Excerpted text:
* * * * * * * * *
US efforts leading up to the passing of the Respect for Marriage Act.

marriage equality protestors in front of sacramento government building
Credit: Shutterstock / Karin Hildebrand Lau

President Joe Biden signed into law the Respect for Marriage Act on Tuesday, December 13, mandating all US states to respect same-sex and interracial marriages. The passing of this bill is a result of years of activism, as US citizens have been fighting for national marriage equality since the 1990’s.


The 1986 Supreme Court case of Bowers v. Hardwick serves as one of the earliest examples of the US government’s discrimination against same-sex couples. In short, the case upheld a Georgia law criminalizing sodomy, even between consenting adults in one’s home. The Supreme Court defended its decision by claiming that there is not a constitutional right to privacy for consensual homosexual activity. Ultimately, this ruling set a precedent for future marriage equality efforts, as it established a national belief that gay sex is a criminal act.

Defense of Marriage Act

In 1996, President Bill Clinton signed the Defense of Marriage Act, defining marriage as the union between a man and woman. This law allowed individual states to not recognize same-sex marriages performed in other states, in turn denying them the same benefits and rights as heterosexual couples.

poster "1 man 1 woman = marriage"
A sign opposing same-sex marriage is held up in front of the U.S. Supreme Court at the March for Marriage in Washington, DC on June 25, 2016. Credit: Shutterstock / Rena Schild

Timeline: 1999-2008

  • 1999: California Governor Gray Davis signs a bill providing limited rights for same-sex couples. Vermont orders the legislature to establish same-sex marriage or equivalent status.
  • 2000: California and Nebraska voters decide to recognize marriage as the union between a man and woman. Meanwhile, Vermont Governor Howard Dean signs a bill giving civil union rights to same-sex couples.
  • 2002: Residents of Nevada vote to define marriage as the union of a man and woman.
  • 2004: The Massachusetts Supreme Judicial Court declares same-sex couples must have the right to marry, as anything less constitutes discrimination. President George W. Bush, however, fights for a constitutional amendment that defines marriage as the union between a man and woman. During this year, same-sex marriages are performed in San Francisco, New Mexico, New York, New Jersey, Oregon, and Massachusetts, though they are all later invalidated. As a result, voters in Missouri, Louisiana, Arkansas, Georgia, Kentucky, Michigan Mississippi, Montana, North Dakota, Ohio, Oklahoma, Oregon, and Utah approve state constitutional amendments that only allow marriage between a man and a woman.
  • 2005: The United Church of Christ becomes the first major US Christian denomination to affirm homosexuality as compatible with Christian living.
* * * * * * * * *
Record set:
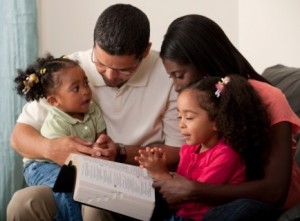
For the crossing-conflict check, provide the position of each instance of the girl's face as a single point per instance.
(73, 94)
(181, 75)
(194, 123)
* * * * * * * * *
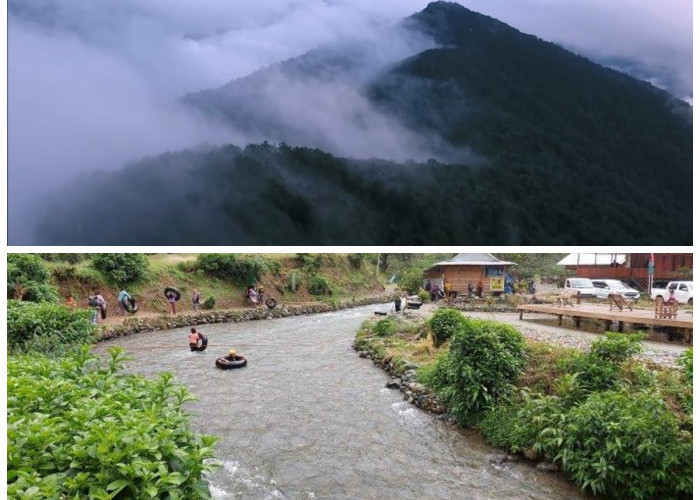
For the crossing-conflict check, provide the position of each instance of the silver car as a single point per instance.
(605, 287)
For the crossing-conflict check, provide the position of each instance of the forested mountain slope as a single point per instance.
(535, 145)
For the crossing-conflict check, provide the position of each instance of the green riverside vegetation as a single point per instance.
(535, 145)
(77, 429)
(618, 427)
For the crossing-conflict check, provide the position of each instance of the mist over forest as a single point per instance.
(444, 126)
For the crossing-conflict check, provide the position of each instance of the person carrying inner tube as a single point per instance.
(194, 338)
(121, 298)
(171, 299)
* * * * * * * * *
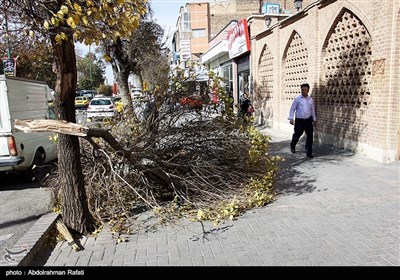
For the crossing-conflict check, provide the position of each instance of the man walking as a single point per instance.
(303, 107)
* * * * * * * * *
Extend the excerpt on the US path to marriage equality, picking up after its final entry. The data come from a different source than the marriage equality text.

  • 2006: Voters in Alabama, Colorado, Idaho, South Carolina, South Dakota, Tennessee, Virginia, and Wisconsin approve constitutional amendments defining marriage as that between a man and woman.
  • 2007: Governors from Washington, Oregon, and New Hampshire sign domestic partnership bills into law. Meanwhile, California Governor Arnold Schwarzenegger vetoes same-sex marriage legislation for the second time.
  • 2008: Voters in Arizona, California, and Florida approve the state constitution’s definition of marriage as between a man and woman. Moreover, Prop 8 takes effect in California, stopping the issuance of marriage licenses to same-sex couples. The Democratic National Convention declares their opposition to the Defense of Marriage Act.
sign asking california voters to vote no on prop 8
Prop 8 prevented the issuance of marriage licenses to same-sex couples. Credit: Shutterstock / Jose Gil

Timeline: 2009-2015

  • 2009: Legislators in Vermont, Connecticut, Iowa, Maine, Washington, Nevada, New Hampshire, Wisconsin, Colorado, D.C., and California begin to recognize same-sex marriages performed in other states or even allow same-sex marriage in their state. Democratic members of the House of Representatives introduced the Respect for Marriage Act.
  • 2010: California’s Prop 8 is ruled unconstitutional.
  • 2011: Legislators in Illinois, Hawaii, Delaware, and Rhode Island sign civil union bills into law.
  • 2012: President Barack Obama is the first sitting US president to show support for the legalization of same-sex marriage. The Conservative Branch of American Judaism and the Episcopal Church approves same-sex marriages. Additionally, the Democratic National Convention takes an official stand in supporting marriage equality.
  • 2013: Statutes authorizing same-sex marriage in Maryland, Delaware, Rhode Island, Minnesota, and Hawaii take effect.
  • 2014: District judges strike down bans on same-sex marriages in the following states: Oklahoma, Kentucky, Virginia, Texas, Ohio, Idaho, Oregon, Pennsylvania, Wisconsin, Indiana, Florida, Louisiana, Missouri, North Carolina, Alaska, Arizona, Wyoming, Kansas, South Carolina, Montana, Arkansas, and Mississippi.
  • 2015: On June 26, the US Supreme Court rules that same-sex marriage bans are unconstitutional under the Fourteenth Amendment, making same-sex marriage legal throughout the entire country.
rainbow cast on white house following legalization of same-sex marriage
The White House is lit up in rainbow colors to celebrate the Supreme Court’s opinion legalizing gay marriage in all fifty states on June 26, 2015. Credit: Shutterstock / zhephotography

Why do we need Respect for Marriage?

The path to true marriage equality has been long, so it’s easy to wonder why supporters stuck it out. I mean, aren’t civil unions close enough to marriages? And, does it really matter if states don’t recognize a marriage performed in another state? In order to understand the importance of such a legislature, it is necessary to understand how marriages are different from civil unions.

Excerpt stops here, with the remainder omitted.